* _PROBLEM STATEMENT_:
Please answer these questions using the article on Trump and Reagan below:
1. During his first term, where did Reagan vow to consign the USSR?
2. What did Trump say would happen to the Iran nuclear deal?
3. What did Reagan do before becoming a politician?

* _TEXT PASSAGE_:
#####

By Kjølv Egeland
Trump, Reagan, and nuclear disarmament
When he enters the White House in January next year, Donald Trump will, by my totally unscientific measurements, become the wackiest US President ever to grace America and the world.
The wackiest US president so far, by the same unscientific measurements, is Ronald Reagan. Reagan’s personal amendments to speech drafts consistently made his team of speechwriters cringe and swear. His media statements were often off the cuff and erratic. The only major initiative he himself ever came up with – to protect the United States by means of a space-based missile defence programme, the so-called Strategic Defense Initiative – was cartoonishly moronic.
Reagan’s 1980 election campaign was one of the most jingoistic and warmongering in recent US history. During his first term in office, Reagan famously vowed to consign the USSR to the ‘ash heap of history’ – a somewhat disturbing turn of phrase given the two countries’ continuous nuclear standoff. Reagan was a ‘straight talking’ anti-establishment candidate, who was never afraid to be politically incorrect.
Sounds a bit like Trump, doesn’t it?
Like Reagan’s, Trump’s campaign was hawkish to an almost comical degree. Trump promised, among other things, to bomb ‘the hell out of ISIS’, to start a trade war with China, and to reintroduce torture as an instrument of US statecraft. The Iran nuclear deal, ha has said, will be ‘ripped up’.
Like Reagan, Trump is politically incorrect, intellectually challenged, and disturbingly unpredictable (but I won’t lie, Trump is clearly worse). Like Trump, Reagan was a bit of a loose cannon. And like Trump, who reportedly badgered security experts to explain to him why the US couldn’t use nuclear weapons, Reagan never ‘got’ the nuclear deterrence orthodoxy. As long as they existed, nuclear weapons could and would be used to devastating effects, Reagan thought.
The comparison doesn’t stop there: Before becoming a politician, Reagan acted in B-films. Trump, for his part, was – among many other things – a reality TV figure. It is tempting to speculate that the two men’s political performances have often been just that – performances. Although the degree of substance behind the two politicians’ various masks can undoubtedly be questioned, their capacities for taking on particular roles cannot be doubted.

#####

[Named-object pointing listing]
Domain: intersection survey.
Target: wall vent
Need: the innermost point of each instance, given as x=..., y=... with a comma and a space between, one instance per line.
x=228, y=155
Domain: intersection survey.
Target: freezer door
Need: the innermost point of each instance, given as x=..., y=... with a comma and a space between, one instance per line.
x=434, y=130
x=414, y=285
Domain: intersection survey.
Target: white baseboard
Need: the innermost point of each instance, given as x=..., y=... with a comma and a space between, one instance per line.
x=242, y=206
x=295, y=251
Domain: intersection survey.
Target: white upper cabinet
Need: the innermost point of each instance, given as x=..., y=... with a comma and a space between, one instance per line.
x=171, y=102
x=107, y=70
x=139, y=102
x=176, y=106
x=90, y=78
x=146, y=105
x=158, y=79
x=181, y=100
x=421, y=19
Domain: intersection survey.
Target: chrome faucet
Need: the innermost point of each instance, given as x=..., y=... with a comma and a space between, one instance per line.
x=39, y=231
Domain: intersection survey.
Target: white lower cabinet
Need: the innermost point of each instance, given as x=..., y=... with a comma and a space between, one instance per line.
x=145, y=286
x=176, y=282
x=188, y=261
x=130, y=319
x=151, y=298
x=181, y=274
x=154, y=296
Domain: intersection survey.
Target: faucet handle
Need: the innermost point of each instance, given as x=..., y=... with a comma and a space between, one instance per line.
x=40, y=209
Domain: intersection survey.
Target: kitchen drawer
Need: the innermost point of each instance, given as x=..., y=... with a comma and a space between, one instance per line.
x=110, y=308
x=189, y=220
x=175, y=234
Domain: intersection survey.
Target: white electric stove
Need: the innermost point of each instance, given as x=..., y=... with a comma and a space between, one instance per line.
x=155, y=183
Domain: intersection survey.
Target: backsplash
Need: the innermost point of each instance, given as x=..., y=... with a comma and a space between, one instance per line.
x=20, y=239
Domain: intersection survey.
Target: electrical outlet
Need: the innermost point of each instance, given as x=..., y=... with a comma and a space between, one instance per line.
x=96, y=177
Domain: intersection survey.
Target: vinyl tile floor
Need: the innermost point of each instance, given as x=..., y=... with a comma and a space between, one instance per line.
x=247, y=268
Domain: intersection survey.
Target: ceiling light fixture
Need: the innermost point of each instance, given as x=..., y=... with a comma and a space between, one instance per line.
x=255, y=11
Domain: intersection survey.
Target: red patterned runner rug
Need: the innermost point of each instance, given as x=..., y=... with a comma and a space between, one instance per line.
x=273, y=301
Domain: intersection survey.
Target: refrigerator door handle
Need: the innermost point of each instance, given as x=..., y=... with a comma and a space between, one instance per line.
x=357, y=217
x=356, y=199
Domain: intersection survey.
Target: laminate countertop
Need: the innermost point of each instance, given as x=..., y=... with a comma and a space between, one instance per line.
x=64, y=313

#####

* _ANSWER FOR THIS EXERCISE_:
1. To the "ash heap of history."
2. It will be "ripped up."
3. He acted in B-films.